• Work instruction A: Please list every term that the glossary places under the letter heading "W".
• Work instruction B: According to the glossary, what is the side length of the Wafer Scale Engine?

• Text under study:
== Segment start ==

Small Language Model
A language model with 1-4 billion parameters designed for efficient deployment on edge devices, offering lower costs and faster inference than frontier LLMs.
Sparse Autoencoder
A neural network trained to decompose model activations into millions of interpretable features, each corresponding to a human-readable concept.
Special Purpose Vehicle
A separate legal entity created by investors to make a specific investment outside their main fund structure, often used for large or unusual deals.
State Space Model
A class of sequence models that process tokens in linear time O(n) by maintaining a fixed-size hidden state, offering an efficient alternative to quadratic attention.
Structured Output
A capability that constrains model responses to valid JSON matching a specified schema, guaranteeing format compliance but not factual accuracy.
Supervised Fine-tuning
A training stage that transforms a pre-trained language model into a conversational assistant by training on curated examples of ideal responses.
SynthID
Google DeepMind's watermarking technology that embeds invisible statistical signatures into AI-generated content during the generation process.

T

Time to First Token
A latency metric measuring how long a user waits from sending a prompt until the first response token appears, driven by the compute-bound prefill phase.
Tokenization
The process of converting text into integer sequences that language models actually compute over, determining API costs and encoding efficiency across languages.
Tool Calling
An agentic pattern where LLMs invoke external functions or APIs sequentially, receiving results back through the context window to inform subsequent reasoning steps.
Transformer
A neural network architecture based on self-attention that processes all tokens in parallel, replacing sequential RNNs and enabling the current generation of large language models.

V

Vision-Language-Action Model
A neural network architecture that unifies visual perception, language understanding, and motor control into a single model, enabling robots to process camera feeds and voice commands to generate physical movements.

W

Wafer Scale Engine
Cerebras' massive AI processor that uses nearly an entire silicon wafer as a single chip, measuring 8.5 inches per side with trillions of transistors.
Windsurf
An AI code editor with automatic context indexing that writes code to disk before approval, enabling real-time preview of AI-generated changes.
World Labs
Fei-Fei Li's AI company building spatial intelligence systems, first to ship a commercial world model product with their Marble platform.
World Model
An AI system that maintains internal representations of physical reality, predicting how world states evolve through space and time rather than generating text tokens.

X

xAI
Elon Musk's AI company founded in 2023, developing the Grok family of large language models and now merged with SpaceX.

Z

Zhipu AI
A Chinese AI company developing the GLM family of large language models, notable for training frontier models entirely on domestic Huawei Ascend chips.

== Segment end ==

• Supplied records:
== Segment start ==

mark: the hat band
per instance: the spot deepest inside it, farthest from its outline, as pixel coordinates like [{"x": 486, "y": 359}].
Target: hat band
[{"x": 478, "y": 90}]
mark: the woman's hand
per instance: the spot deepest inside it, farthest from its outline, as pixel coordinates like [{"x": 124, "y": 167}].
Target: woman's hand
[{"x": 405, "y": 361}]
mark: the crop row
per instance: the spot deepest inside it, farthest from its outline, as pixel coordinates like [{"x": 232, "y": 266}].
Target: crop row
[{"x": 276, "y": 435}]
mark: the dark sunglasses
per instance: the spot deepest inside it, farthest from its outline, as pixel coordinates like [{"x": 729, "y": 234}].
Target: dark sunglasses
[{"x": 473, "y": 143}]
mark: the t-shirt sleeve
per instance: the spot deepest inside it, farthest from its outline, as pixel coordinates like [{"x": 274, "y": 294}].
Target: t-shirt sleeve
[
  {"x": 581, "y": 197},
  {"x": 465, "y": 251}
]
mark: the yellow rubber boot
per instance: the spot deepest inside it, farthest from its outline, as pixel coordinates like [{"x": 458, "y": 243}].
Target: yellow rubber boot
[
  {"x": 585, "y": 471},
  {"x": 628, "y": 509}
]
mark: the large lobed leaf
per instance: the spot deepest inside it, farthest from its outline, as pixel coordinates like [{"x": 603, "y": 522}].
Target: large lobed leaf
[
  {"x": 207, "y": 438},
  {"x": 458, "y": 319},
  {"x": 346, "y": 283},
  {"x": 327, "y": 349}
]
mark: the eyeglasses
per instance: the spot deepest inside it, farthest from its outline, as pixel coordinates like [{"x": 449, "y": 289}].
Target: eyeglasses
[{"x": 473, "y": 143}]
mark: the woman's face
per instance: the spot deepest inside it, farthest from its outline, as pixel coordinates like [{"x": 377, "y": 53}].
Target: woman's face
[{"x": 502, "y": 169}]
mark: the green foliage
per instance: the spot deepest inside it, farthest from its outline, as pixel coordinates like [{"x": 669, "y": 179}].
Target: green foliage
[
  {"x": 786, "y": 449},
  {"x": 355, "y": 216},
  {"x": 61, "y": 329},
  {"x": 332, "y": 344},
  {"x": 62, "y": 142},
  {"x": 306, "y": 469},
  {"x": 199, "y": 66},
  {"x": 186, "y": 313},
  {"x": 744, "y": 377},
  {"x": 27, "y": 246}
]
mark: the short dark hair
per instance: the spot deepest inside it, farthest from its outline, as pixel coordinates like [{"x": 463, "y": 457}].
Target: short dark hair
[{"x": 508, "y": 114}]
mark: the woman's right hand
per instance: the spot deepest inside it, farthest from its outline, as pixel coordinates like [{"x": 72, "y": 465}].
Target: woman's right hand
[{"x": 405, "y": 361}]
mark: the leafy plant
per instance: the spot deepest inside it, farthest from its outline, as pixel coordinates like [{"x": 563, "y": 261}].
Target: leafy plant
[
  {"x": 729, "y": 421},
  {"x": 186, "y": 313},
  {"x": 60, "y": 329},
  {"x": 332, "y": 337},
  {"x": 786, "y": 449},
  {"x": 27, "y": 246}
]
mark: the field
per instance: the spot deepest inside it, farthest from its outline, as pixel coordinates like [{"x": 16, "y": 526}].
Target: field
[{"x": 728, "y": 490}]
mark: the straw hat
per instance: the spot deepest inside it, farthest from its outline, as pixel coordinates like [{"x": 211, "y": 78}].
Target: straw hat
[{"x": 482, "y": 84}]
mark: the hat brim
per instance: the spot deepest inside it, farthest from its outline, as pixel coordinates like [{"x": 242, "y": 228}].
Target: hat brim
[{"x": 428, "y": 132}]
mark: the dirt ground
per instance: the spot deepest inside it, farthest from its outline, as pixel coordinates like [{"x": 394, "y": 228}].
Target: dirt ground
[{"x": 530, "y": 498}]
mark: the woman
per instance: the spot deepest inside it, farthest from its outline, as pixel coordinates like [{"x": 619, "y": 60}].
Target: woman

== Segment end ==

• Output A: Wafer Scale Engine, Windsurf, World Labs, World Model

• Output B: 8.5 inches per side